==== DATA EXTRACT ====
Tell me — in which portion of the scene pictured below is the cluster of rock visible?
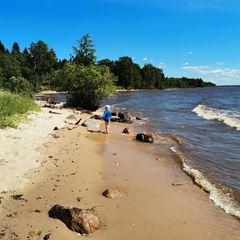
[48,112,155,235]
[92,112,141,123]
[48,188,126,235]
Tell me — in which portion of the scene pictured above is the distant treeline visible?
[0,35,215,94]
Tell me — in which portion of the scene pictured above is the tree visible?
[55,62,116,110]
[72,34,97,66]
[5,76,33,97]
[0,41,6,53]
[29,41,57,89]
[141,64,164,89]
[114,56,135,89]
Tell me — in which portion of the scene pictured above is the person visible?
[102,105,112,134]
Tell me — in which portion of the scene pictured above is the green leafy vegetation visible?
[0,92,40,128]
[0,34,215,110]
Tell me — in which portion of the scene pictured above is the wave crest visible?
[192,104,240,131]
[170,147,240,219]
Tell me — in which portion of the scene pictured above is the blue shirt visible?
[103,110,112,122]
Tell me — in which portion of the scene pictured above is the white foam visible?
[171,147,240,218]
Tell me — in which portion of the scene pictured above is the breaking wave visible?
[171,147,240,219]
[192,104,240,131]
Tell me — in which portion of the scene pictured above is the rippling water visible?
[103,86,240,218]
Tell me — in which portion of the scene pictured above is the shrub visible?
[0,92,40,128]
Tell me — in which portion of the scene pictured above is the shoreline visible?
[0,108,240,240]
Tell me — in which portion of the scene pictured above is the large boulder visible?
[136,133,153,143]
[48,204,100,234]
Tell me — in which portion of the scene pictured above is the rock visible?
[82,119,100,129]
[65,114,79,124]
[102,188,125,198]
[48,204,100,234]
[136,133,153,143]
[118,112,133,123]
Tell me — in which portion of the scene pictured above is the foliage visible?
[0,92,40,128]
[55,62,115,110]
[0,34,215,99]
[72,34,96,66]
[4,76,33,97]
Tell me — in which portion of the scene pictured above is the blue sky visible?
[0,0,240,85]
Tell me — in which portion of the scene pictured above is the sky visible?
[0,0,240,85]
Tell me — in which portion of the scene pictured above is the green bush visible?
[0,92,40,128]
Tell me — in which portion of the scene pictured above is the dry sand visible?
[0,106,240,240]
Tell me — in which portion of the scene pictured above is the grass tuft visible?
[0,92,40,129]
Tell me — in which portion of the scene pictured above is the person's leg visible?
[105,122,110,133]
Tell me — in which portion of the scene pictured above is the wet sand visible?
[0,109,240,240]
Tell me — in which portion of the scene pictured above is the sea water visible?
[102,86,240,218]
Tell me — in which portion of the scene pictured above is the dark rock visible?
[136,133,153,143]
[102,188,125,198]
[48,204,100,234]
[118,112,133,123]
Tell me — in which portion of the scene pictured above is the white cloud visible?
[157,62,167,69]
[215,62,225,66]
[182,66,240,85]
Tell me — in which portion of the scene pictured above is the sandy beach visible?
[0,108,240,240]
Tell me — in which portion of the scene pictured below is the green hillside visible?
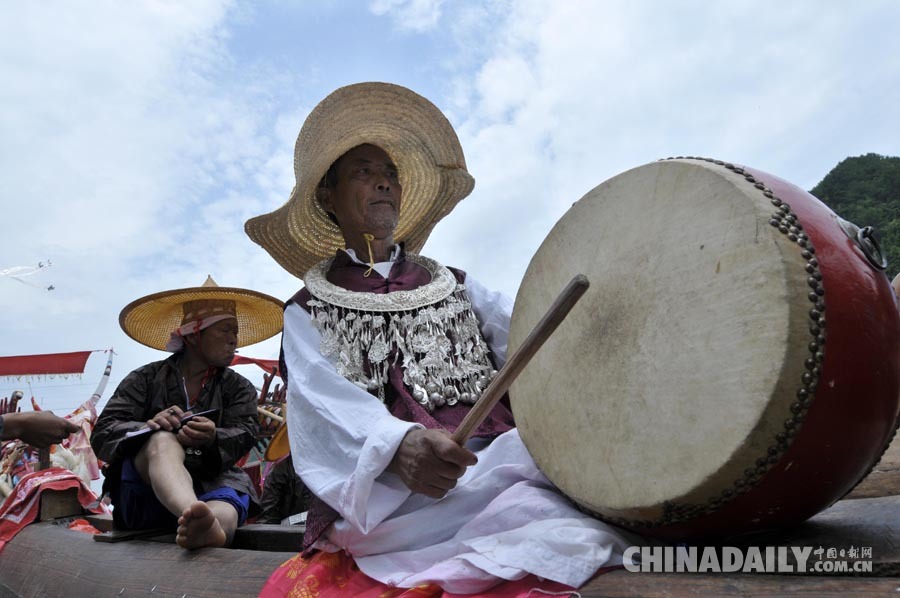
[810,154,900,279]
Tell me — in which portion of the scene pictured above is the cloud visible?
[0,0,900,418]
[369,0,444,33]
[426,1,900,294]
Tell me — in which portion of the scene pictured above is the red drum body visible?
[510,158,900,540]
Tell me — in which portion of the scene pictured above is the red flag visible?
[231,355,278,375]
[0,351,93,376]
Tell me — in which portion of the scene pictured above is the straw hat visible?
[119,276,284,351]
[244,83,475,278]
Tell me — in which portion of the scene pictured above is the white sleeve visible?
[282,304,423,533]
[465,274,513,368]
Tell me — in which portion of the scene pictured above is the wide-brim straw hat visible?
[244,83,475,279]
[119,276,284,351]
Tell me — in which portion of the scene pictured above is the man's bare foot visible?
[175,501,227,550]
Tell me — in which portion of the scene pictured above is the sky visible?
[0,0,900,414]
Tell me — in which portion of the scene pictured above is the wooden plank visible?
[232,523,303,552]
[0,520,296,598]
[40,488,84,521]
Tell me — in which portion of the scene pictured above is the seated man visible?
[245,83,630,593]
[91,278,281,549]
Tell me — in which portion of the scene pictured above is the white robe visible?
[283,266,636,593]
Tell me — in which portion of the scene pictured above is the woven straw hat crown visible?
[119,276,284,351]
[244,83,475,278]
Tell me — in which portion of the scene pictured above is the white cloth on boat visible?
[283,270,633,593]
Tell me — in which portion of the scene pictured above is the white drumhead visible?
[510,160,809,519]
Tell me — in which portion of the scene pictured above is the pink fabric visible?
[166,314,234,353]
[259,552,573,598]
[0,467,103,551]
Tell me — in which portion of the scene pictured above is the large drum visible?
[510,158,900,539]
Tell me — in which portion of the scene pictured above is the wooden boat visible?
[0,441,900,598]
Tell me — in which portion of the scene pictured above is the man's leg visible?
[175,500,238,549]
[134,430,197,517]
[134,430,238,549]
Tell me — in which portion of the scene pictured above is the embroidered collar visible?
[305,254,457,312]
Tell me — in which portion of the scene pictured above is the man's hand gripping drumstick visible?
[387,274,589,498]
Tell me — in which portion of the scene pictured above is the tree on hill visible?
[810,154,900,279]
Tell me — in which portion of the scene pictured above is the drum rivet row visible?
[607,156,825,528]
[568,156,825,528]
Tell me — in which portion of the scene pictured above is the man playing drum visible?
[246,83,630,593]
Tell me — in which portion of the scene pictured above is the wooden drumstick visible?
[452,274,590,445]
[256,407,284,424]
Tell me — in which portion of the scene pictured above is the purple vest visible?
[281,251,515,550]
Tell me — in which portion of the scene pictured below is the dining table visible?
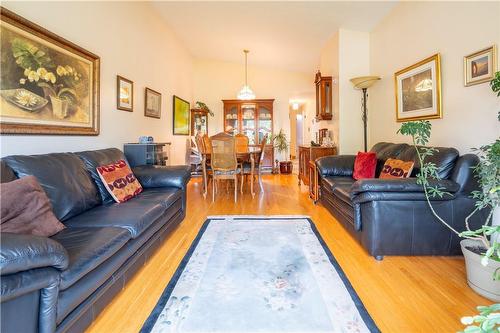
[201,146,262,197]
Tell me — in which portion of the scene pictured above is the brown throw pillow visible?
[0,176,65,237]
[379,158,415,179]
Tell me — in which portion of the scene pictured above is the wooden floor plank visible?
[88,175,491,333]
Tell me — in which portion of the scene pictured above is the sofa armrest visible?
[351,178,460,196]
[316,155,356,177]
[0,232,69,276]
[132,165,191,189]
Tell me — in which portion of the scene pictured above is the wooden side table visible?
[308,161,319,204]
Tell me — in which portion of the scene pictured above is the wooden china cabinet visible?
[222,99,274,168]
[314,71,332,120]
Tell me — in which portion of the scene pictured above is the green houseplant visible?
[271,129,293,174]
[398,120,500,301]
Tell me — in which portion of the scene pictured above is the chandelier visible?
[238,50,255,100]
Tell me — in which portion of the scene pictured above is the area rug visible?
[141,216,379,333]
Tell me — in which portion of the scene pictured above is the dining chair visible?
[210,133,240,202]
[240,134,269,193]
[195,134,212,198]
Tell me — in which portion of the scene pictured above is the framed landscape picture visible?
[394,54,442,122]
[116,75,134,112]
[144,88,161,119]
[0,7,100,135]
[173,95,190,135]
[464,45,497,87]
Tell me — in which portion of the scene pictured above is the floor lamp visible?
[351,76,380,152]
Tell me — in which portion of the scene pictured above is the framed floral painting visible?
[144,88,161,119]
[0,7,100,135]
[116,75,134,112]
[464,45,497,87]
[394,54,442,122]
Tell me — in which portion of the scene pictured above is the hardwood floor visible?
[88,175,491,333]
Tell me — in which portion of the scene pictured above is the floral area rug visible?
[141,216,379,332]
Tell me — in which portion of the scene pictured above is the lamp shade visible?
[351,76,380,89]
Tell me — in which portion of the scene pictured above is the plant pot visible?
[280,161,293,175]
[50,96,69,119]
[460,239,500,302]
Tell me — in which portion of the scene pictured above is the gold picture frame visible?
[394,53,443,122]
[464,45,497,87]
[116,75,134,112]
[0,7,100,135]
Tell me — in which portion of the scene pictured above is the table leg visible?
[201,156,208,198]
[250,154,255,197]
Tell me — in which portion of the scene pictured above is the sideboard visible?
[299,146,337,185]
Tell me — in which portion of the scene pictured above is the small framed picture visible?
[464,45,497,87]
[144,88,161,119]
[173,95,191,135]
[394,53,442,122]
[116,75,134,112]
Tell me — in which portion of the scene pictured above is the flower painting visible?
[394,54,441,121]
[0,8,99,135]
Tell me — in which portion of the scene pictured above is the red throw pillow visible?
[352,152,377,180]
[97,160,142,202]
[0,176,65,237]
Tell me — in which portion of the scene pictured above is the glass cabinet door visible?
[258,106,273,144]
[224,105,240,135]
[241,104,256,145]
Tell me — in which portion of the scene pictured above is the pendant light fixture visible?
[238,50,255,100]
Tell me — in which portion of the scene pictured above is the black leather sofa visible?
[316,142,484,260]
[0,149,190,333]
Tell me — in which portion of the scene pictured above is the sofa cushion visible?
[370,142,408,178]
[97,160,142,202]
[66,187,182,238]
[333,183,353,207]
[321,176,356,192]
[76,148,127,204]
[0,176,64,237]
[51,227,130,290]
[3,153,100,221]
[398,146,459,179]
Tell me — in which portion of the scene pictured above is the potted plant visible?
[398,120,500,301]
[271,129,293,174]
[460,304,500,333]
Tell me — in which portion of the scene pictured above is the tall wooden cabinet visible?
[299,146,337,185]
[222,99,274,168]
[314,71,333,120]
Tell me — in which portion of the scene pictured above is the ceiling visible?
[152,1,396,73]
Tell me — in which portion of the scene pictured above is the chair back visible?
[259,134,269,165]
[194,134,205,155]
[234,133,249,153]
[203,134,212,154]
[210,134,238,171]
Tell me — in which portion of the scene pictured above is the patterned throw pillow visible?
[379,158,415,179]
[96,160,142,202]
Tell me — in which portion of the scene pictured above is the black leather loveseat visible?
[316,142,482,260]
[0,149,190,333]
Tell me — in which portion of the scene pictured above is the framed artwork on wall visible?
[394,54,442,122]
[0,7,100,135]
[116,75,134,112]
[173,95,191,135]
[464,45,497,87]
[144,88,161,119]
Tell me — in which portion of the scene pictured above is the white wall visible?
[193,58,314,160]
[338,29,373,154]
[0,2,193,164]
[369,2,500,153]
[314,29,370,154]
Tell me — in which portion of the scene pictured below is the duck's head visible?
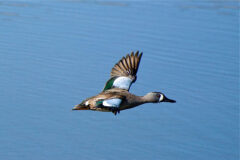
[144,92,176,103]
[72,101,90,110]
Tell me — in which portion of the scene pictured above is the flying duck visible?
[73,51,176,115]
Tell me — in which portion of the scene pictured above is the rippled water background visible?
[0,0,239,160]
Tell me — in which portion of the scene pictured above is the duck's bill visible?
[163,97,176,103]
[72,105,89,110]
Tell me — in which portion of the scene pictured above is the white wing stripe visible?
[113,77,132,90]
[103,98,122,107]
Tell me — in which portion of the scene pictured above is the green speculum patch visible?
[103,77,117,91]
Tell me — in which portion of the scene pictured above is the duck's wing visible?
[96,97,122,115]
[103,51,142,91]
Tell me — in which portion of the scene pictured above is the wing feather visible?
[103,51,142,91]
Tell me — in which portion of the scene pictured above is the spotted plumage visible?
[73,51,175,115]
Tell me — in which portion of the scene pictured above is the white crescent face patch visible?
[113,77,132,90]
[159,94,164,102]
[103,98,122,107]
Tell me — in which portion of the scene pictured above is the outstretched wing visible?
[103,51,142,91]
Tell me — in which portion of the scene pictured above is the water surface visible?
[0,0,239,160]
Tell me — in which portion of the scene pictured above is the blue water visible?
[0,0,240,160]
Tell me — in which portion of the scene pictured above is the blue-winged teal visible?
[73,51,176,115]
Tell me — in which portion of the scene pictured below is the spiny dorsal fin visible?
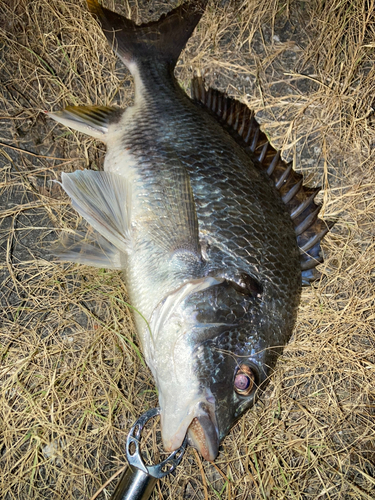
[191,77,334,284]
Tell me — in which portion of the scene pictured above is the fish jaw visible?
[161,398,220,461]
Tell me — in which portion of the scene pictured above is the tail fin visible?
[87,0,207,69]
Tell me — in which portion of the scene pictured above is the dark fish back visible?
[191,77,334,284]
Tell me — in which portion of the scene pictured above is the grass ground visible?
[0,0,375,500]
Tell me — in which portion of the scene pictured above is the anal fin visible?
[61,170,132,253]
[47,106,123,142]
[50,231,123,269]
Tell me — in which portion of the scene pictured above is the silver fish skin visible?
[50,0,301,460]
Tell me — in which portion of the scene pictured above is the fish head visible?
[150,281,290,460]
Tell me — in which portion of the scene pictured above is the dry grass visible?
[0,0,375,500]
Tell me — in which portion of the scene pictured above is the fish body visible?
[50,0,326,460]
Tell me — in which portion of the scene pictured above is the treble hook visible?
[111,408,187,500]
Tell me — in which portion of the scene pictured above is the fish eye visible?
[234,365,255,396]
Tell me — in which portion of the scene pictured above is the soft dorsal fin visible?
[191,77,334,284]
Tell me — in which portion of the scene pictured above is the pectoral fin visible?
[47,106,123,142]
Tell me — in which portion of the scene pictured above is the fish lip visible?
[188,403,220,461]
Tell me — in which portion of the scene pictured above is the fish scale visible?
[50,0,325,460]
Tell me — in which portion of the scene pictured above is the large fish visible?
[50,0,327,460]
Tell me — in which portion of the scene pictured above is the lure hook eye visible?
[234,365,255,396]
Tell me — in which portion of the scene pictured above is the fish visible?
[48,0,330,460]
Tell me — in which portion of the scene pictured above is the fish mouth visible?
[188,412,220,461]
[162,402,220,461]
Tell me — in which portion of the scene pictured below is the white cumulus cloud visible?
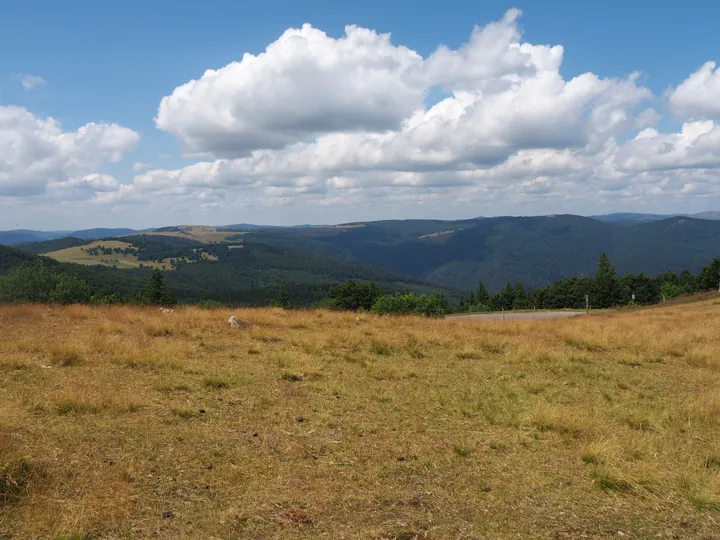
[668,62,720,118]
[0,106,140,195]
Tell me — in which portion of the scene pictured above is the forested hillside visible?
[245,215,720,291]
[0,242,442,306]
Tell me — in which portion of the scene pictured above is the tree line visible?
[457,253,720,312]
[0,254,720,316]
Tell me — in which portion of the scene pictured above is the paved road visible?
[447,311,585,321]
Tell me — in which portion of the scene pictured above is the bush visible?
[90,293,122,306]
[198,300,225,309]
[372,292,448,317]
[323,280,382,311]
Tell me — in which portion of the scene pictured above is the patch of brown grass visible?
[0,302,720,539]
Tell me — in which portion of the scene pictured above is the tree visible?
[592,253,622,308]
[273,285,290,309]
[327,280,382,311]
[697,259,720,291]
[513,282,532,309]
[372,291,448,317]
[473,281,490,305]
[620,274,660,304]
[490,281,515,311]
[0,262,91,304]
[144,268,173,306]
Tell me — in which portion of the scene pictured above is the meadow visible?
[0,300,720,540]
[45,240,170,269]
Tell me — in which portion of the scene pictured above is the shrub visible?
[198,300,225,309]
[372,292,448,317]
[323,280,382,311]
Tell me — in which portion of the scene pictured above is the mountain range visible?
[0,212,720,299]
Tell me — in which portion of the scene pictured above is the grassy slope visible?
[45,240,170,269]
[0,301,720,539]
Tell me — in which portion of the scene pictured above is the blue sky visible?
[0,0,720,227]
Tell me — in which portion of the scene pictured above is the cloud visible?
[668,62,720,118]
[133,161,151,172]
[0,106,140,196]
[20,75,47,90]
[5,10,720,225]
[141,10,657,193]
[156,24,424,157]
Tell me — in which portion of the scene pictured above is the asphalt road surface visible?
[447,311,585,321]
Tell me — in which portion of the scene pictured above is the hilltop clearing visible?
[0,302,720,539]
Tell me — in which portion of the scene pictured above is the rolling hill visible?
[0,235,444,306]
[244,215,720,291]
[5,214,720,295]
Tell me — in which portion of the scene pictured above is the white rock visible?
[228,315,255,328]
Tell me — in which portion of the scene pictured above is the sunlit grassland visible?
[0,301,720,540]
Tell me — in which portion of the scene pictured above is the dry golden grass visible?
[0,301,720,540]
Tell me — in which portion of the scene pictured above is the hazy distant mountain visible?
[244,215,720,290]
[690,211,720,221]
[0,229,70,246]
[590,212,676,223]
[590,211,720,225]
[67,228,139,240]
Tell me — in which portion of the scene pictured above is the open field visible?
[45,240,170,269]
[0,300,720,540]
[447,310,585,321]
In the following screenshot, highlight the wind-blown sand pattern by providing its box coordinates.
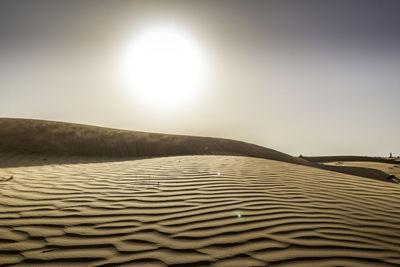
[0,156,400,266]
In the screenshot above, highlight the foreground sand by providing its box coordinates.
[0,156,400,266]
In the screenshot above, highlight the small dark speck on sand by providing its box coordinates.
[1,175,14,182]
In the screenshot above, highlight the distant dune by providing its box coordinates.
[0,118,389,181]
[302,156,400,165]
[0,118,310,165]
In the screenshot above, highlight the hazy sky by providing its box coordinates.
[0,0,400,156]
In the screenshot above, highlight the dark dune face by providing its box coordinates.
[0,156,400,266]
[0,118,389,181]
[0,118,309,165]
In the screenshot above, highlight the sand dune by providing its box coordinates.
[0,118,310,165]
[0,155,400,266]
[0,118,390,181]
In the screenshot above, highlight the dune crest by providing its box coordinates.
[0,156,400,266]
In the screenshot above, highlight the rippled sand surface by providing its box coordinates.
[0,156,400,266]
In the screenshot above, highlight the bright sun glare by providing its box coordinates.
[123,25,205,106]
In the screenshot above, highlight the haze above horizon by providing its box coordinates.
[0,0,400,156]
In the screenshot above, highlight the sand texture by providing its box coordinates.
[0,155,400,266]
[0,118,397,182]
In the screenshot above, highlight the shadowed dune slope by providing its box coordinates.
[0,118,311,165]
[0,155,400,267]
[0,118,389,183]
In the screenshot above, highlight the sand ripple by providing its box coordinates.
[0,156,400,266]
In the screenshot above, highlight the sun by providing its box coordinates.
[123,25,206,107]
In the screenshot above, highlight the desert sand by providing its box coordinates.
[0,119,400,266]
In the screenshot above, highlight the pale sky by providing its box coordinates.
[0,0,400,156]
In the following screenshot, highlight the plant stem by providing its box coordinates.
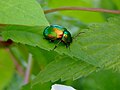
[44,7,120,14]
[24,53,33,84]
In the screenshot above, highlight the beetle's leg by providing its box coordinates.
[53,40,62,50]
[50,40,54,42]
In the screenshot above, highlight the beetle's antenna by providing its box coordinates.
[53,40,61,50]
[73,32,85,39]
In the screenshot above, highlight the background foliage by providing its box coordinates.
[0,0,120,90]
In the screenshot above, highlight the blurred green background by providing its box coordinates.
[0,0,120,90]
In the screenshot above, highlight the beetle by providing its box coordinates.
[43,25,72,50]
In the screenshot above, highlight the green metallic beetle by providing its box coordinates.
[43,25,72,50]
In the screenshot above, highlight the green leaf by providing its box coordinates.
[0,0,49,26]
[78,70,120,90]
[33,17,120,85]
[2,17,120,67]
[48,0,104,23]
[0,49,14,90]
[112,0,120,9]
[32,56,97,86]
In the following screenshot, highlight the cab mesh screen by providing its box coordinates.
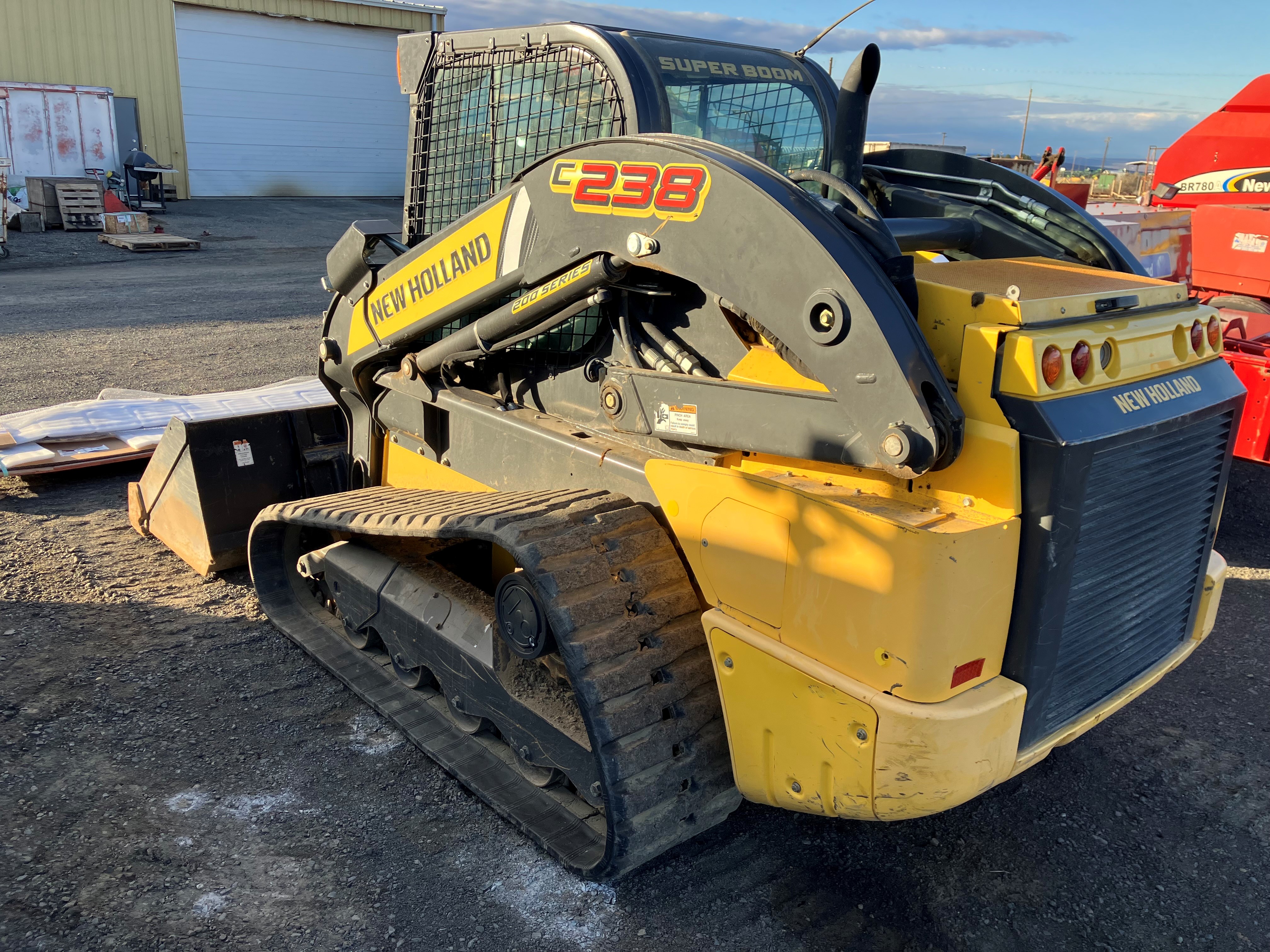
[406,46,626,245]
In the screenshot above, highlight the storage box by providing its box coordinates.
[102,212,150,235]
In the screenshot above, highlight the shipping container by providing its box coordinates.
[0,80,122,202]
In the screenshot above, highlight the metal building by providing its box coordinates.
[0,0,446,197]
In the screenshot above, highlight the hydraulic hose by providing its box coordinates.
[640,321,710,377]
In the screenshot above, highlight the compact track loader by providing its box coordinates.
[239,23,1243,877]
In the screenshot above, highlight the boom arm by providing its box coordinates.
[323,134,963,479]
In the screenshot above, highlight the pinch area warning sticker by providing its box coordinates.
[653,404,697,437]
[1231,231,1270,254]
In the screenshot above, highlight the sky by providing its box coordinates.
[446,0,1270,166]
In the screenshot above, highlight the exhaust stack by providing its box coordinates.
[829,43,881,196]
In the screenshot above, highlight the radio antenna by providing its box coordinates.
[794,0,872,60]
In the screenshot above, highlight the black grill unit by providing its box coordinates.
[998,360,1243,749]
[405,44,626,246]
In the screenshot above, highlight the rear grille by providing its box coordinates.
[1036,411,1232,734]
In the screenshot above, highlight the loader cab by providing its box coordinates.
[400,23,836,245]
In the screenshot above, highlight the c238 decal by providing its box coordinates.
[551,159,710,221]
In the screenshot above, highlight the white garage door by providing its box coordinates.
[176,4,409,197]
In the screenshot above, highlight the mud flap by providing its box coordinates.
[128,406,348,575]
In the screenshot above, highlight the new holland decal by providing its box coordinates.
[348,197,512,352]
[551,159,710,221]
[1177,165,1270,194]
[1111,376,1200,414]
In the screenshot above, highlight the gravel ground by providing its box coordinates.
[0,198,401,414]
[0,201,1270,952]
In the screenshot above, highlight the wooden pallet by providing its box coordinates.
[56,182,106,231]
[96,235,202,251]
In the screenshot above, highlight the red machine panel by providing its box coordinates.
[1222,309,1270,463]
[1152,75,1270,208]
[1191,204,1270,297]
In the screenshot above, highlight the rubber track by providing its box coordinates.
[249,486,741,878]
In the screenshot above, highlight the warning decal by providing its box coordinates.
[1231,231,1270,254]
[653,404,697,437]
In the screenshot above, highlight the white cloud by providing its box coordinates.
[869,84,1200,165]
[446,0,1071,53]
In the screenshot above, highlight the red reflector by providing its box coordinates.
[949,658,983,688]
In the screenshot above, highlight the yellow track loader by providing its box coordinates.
====
_WHAT IS ASKED_.
Copy verbatim the portion of the entries that begins with the line containing "dry grass visible?" and ends with the line containing "[50,0,325,460]", including both of those lines.

_SOLUTION FOR THIS EXERCISE_.
Tell me — in which portion of the scene pictured above is the dry grass visible?
[0,0,375,500]
Tell me — in which portion of the scene pictured above is the fish body visible?
[50,0,326,460]
Tell me — in which portion of the scene pictured above is the treble hook visible?
[111,408,187,500]
Tell me — in which portion of the scene pictured above is the fish eye visible?
[234,365,255,396]
Tell me — in which portion of the scene pictured above is the soft dorsal fin visible?
[191,77,334,284]
Tell me — in which portion of the scene pictured above is the pectoral fin visible?
[47,106,123,142]
Tell me — in which portion of the scene pictured above is the fish lip visible?
[188,403,220,461]
Tell me — in which portion of the scene pictured above is the fish scale visible?
[50,0,325,460]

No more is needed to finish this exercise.